*Short task*.
Output the lines from the very first one up to and including the line containing "pixel 470 122" as a JSON list of strings, one string per line, skipping blank lines. Leave the pictures out.

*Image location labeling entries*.
__________________________________________________

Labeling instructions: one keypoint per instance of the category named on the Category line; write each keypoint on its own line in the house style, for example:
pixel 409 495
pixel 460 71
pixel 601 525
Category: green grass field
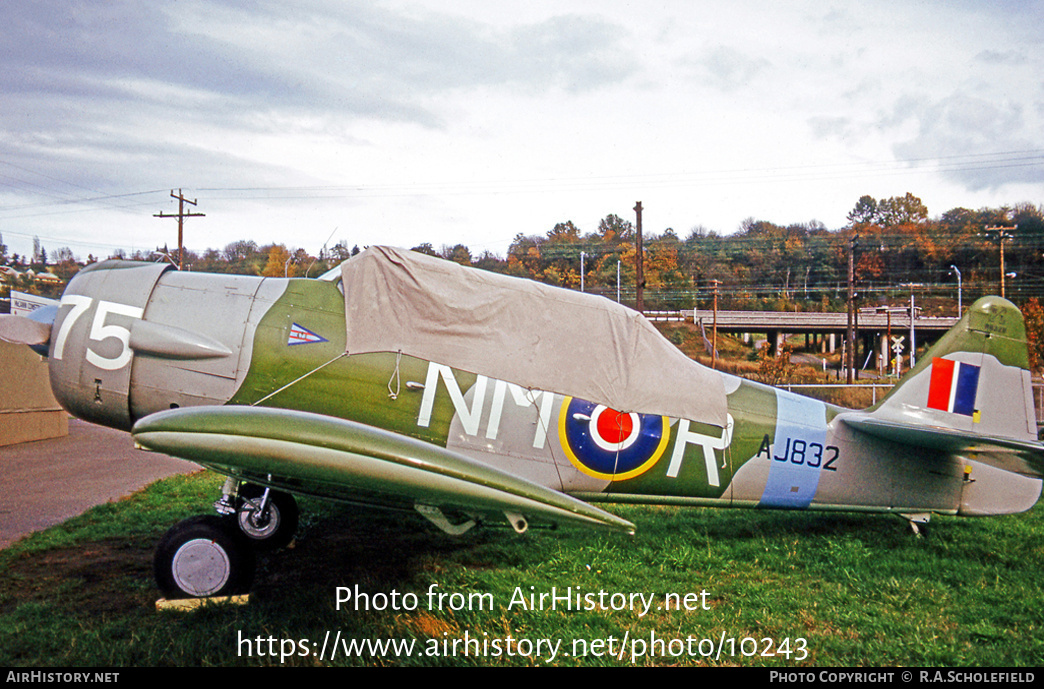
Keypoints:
pixel 782 589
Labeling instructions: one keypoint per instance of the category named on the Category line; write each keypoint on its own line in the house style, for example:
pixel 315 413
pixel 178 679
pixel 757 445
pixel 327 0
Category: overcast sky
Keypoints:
pixel 470 122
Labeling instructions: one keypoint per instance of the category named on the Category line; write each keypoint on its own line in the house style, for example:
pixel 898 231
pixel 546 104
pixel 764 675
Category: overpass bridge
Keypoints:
pixel 823 329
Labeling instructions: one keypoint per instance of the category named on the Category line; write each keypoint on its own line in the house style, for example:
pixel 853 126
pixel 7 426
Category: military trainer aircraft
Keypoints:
pixel 405 381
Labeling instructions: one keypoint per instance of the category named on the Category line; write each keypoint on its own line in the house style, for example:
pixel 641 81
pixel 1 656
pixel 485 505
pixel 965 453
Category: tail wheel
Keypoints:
pixel 275 526
pixel 204 556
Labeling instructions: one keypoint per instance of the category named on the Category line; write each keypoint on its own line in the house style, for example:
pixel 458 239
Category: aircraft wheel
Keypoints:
pixel 276 527
pixel 204 556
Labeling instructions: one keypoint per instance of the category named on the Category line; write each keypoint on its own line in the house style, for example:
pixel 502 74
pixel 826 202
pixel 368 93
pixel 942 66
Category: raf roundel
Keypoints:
pixel 609 444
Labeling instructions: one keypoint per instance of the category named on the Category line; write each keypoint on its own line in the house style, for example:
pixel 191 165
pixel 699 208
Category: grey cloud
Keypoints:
pixel 962 125
pixel 1001 57
pixel 127 81
pixel 727 68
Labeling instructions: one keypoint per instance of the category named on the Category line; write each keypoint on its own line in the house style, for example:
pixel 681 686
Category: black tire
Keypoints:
pixel 277 527
pixel 204 556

__________________________________________________

*Output*.
[
  "Labeling instructions: one keypoint per instance of the category named on the Category line; write each keypoint on its own line in the house style, for example:",
  "pixel 409 495",
  "pixel 460 71",
  "pixel 601 525",
  "Category: green grass field",
  "Keypoints:",
  "pixel 782 589",
  "Labeling instructions: one keypoint per instance of the category named on the Category line; write each keypoint on its own line in the house style, for example:",
  "pixel 315 413",
  "pixel 178 679",
  "pixel 757 445",
  "pixel 327 0",
  "Category: overcast sky",
  "Keypoints:",
  "pixel 470 122"
]